==== Source text ====

He says: “Home style cooking, street food and exposure to different restaurants have all influenced my style, and this menu. Mostly I eat at small restaurants not large, high-end places, because that’s where the real inspiration comes when you cook for taste. For presentation, there is plenty of inspiration today.”

There is also plenty of competition. Indian fine dining as a market segment received little attention until recently. In the last year, Dubai alone has welcomed multiple high-end Indian concepts, such as Khyber at Dukes Dubai and Masti at La Mer, headed by fellow CIA graduate Chef Hari Nayek.

While local demand is strong, India is the UAE’s largest international source market for tourists, driving demand every night of the year. In Abu Dhabi, Indian arrivals increased 21.7% in the first half of 2017 and in Dubai, India remained the top source market throughout the year, secured by an increase of 17% on 2016 arrivals.

To set Jodhpur Royal Dining apart Shivam has his work cut out, but he has a plan: always make your guests crave more. He says: “It is taste where the focus must be. If you enjoy the taste of a dish you will come again.”

In this Shivam has the potential to escape the pitfalls of Dubai’s fad-based food scene, bringing his own, timeless, touch to the trends of fusion and innovation. In part, his hand was forced. In the “four or five” years it took to perfect Jodhpur’s menu, Indian cuisine has seen so many new influences it’s impossible for one menu to honour every trend – especially when so many trends are off brand.

With his own predictions on where Indian food might go next, Shivam’s menu will remain unchanged for the foreseeable future, as he concentrates on bringing new flavours to old favourites.

He explains: “The menu has been four or five years in the making and over that time Indian cuisine has seen a lot of changes, for example the introduction of molecular cuisine. That is something, which for the full product, you have to create a gimmick for the experience – it isn’t about the taste. I think in a few years everything will come back to basics.”

Back to basics

When it comes to the wider culinary scene in his home emirate, Shivam believes restaurants are missing the opportunity to communicate directly with their guests, relying too much on third party websites to generate feedback.

In a few short years an entire sector has emerged, with regional reach, facilitating people’s experiences of the UAE’s thousands of restaurants, cafes, hotels, bars and lounges, and all providing a platform for those people to share their thoughts.

==== Excerpted data ====

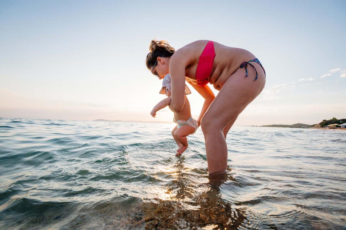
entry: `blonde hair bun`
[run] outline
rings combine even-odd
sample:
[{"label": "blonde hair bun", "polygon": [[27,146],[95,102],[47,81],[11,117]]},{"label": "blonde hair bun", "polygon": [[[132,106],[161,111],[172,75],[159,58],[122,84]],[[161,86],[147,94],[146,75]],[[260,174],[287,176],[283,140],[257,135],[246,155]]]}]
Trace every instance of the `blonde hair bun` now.
[{"label": "blonde hair bun", "polygon": [[166,50],[170,53],[174,53],[175,51],[174,48],[170,46],[167,41],[157,41],[154,39],[152,40],[149,45],[149,51],[152,52],[156,49]]}]

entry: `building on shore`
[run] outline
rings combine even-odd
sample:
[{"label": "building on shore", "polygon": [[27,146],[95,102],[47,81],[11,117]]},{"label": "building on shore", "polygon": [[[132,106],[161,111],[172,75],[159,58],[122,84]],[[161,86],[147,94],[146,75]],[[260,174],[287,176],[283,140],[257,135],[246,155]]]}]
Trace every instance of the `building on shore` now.
[{"label": "building on shore", "polygon": [[328,129],[335,129],[336,128],[336,126],[338,125],[339,124],[328,124],[327,126],[327,127]]},{"label": "building on shore", "polygon": [[340,129],[345,129],[346,128],[346,123],[344,123],[343,124],[339,124],[338,126],[340,126]]}]

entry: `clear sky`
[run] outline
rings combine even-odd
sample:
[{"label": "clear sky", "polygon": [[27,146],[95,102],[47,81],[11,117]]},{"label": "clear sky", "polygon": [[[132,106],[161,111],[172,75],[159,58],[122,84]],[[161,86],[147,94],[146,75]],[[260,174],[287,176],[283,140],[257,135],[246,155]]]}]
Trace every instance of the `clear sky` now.
[{"label": "clear sky", "polygon": [[0,117],[172,121],[149,114],[164,97],[145,66],[154,37],[258,58],[265,87],[236,125],[346,118],[346,1],[307,0],[0,1]]}]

====

**Task to carry out**
Please copy the part of the Jodhpur Royal Dining article above word for word, starting at "In this Shivam" and ending at "to old favourites.".

**Exercise response**
In this Shivam has the potential to escape the pitfalls of Dubai’s fad-based food scene, bringing his own, timeless, touch to the trends of fusion and innovation. In part, his hand was forced. In the “four or five” years it took to perfect Jodhpur’s menu, Indian cuisine has seen so many new influences it’s impossible for one menu to honour every trend – especially when so many trends are off brand.

With his own predictions on where Indian food might go next, Shivam’s menu will remain unchanged for the foreseeable future, as he concentrates on bringing new flavours to old favourites.